ASSIGNED TASK: Starting at the first line of the entries below, please return exactly each line up to and including the one with "box: [23, 230, 79, 277]"; pictures stay out.

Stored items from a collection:

>>>

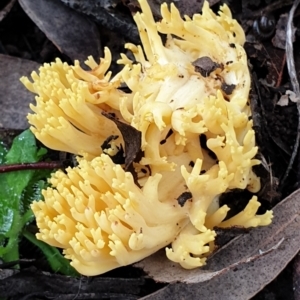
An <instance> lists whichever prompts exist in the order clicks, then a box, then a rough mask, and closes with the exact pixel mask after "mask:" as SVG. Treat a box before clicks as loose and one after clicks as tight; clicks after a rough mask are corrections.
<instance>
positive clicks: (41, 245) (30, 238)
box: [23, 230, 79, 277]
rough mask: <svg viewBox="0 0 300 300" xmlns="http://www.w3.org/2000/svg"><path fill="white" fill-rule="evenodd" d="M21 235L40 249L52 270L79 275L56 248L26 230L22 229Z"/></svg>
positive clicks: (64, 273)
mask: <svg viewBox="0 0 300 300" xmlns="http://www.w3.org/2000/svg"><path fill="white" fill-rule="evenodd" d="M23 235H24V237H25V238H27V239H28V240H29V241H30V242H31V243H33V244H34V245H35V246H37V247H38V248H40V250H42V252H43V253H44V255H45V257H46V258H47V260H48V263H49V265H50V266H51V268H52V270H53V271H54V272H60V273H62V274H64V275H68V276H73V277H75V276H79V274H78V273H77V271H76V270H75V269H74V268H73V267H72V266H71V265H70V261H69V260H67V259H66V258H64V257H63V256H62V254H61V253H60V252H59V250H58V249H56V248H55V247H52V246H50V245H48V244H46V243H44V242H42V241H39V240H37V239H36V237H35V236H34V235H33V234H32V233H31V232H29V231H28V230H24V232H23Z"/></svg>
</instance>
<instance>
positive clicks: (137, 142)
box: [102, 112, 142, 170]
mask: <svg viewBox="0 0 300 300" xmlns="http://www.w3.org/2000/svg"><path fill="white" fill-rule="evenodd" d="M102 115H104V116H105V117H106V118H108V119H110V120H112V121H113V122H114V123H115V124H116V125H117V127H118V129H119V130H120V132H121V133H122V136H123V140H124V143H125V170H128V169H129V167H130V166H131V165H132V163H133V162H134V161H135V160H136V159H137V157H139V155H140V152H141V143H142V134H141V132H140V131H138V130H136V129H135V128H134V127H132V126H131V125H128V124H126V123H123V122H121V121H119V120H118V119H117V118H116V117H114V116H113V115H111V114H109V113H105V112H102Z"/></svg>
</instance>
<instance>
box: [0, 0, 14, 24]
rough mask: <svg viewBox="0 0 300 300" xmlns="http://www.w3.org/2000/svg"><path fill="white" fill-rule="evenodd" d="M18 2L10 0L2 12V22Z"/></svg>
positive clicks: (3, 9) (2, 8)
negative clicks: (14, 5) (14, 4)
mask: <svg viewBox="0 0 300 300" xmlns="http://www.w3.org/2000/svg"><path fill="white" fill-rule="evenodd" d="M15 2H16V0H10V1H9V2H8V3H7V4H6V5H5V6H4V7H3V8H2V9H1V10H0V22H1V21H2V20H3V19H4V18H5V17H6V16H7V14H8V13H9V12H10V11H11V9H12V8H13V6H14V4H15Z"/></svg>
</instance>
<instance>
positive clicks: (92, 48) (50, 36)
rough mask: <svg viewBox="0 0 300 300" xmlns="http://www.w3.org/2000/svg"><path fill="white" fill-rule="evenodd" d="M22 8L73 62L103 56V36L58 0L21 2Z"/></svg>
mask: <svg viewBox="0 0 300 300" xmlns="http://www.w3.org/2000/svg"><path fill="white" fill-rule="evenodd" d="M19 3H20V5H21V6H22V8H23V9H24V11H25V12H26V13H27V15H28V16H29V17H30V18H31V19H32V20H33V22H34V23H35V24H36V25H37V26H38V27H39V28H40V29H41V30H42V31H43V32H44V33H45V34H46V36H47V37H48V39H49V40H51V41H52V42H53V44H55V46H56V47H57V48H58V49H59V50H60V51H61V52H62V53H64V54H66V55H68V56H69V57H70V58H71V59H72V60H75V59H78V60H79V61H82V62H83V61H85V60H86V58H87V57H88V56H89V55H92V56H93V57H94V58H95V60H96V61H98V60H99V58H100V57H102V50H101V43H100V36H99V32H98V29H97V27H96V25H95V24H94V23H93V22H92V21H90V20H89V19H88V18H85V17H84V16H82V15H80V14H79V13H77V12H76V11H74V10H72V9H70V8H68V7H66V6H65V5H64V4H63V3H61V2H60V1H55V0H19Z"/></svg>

<<<

FINISHED TASK:
An <instance> lists whichever prompts exist in the order clicks, then a box, then a rough mask, and closes with the exact pixel mask after "mask:" as SVG. Treat a box before clicks as loose and one after clicks as tight; clicks after a rough mask are corrections.
<instance>
positive clicks: (41, 245) (30, 238)
box: [23, 230, 79, 277]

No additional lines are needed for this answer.